Excerpted passage:
------------------------------------------------

On the Impact of Quantization and Pruning of Self-Supervised Speech Models for Downstream Speech Recognition Tasks "In-the-Wild''
Arthur Pimentel, Heitor Guimar\~aes, Anderson R. Avila, Mehdi, Rezagholizadeh, Tiago H. Falk

TL;DR
This paper investigates how quantization and pruning affect the performance of self-supervised speech models, especially under challenging real-world conditions like noise and reverberation, to enable efficient deployment on resource-limited devices.
Contribution
It provides an analysis of the impact of model compression techniques on self-supervised speech models in diverse and challenging acoustic environments.
Findings
Quantization and pruning degrade speech recognition accuracy under noisy conditions.
Model compression effects vary with different types of acoustic distortions.
Results inform the design of resource-efficient speech recognition systems for real-world use.

------------------------------------------------

Raw data:
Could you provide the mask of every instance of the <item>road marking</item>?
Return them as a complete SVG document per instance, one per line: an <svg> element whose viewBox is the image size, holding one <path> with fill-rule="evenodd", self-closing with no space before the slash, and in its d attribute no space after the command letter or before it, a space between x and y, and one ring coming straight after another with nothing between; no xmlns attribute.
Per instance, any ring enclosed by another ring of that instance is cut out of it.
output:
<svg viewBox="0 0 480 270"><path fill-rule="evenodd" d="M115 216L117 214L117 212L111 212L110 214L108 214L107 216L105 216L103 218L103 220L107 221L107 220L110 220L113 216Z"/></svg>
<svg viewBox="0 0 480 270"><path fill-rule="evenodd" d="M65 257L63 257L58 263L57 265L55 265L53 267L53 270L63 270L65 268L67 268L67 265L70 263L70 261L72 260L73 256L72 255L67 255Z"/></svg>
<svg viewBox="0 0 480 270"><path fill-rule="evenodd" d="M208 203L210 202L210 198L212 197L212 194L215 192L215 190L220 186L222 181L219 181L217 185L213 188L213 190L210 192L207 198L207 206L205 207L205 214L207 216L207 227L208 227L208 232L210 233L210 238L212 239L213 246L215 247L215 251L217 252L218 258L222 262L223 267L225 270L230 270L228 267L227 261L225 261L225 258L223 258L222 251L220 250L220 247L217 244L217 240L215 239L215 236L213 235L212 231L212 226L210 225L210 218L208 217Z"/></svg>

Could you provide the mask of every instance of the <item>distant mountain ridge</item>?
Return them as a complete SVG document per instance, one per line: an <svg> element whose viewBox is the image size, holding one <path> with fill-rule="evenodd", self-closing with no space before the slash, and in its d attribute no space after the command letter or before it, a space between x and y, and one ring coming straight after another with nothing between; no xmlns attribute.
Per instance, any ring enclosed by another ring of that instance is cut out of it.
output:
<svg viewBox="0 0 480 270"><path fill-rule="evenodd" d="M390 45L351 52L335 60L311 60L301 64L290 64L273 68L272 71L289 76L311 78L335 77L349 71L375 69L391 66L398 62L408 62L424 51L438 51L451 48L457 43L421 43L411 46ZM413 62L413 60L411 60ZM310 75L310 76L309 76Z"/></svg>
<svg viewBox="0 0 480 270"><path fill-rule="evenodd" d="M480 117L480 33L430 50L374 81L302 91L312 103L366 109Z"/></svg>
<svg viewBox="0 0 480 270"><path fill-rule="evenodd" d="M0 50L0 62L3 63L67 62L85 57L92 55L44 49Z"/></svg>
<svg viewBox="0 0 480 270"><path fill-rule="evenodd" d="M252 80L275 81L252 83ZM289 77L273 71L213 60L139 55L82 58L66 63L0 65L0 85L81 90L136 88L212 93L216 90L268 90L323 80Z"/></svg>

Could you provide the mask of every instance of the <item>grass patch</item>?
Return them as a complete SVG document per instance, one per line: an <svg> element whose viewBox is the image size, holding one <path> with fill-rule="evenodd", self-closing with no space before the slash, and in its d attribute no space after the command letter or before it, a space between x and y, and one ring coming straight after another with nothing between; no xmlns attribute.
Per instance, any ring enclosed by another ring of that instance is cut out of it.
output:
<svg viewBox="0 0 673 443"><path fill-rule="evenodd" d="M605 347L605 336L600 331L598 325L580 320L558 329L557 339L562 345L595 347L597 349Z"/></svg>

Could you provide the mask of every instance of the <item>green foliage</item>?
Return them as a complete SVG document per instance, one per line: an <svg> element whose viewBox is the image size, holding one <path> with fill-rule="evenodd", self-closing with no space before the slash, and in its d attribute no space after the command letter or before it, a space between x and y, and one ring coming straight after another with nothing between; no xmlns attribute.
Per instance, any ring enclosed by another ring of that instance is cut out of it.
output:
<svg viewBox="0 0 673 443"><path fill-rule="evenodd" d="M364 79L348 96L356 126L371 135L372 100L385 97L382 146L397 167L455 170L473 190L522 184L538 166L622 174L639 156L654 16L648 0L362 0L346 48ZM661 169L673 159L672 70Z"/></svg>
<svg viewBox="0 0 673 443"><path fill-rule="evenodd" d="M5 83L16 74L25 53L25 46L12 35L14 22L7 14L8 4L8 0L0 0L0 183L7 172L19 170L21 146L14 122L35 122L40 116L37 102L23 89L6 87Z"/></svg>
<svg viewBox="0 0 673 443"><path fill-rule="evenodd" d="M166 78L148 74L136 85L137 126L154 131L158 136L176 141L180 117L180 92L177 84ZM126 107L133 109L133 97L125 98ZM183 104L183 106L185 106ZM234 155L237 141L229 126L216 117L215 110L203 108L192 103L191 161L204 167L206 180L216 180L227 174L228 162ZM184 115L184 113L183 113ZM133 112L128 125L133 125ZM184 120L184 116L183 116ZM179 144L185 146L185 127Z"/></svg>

------------------------------------------------

Stated task 1: From the paper summary, return the part that opens with the words containing "On the Impact" and closes with "of acoustic distortions.".
Stated task 2: List each finding that the paper summary gives under its "Findings" heading.

Correct output 1:
On the Impact of Quantization and Pruning of Self-Supervised Speech Models for Downstream Speech Recognition Tasks "In-the-Wild''
Arthur Pimentel, Heitor Guimar\~aes, Anderson R. Avila, Mehdi, Rezagholizadeh, Tiago H. Falk

TL;DR
This paper investigates how quantization and pruning affect the performance of self-supervised speech models, especially under challenging real-world conditions like noise and reverberation, to enable efficient deployment on resource-limited devices.
Contribution
It provides an analysis of the impact of model compression techniques on self-supervised speech models in diverse and challenging acoustic environments.
Findings
Quantization and pruning degrade speech recognition accuracy under noisy conditions.
Model compression effects vary with different types of acoustic distortions.

Correct output 2:
- Quantization and pruning degrade speech recognition accuracy under noisy conditions.
- Model compression effects vary with different types of acoustic distortions.
- Results inform the design of resource-efficient speech recognition systems for real-world use.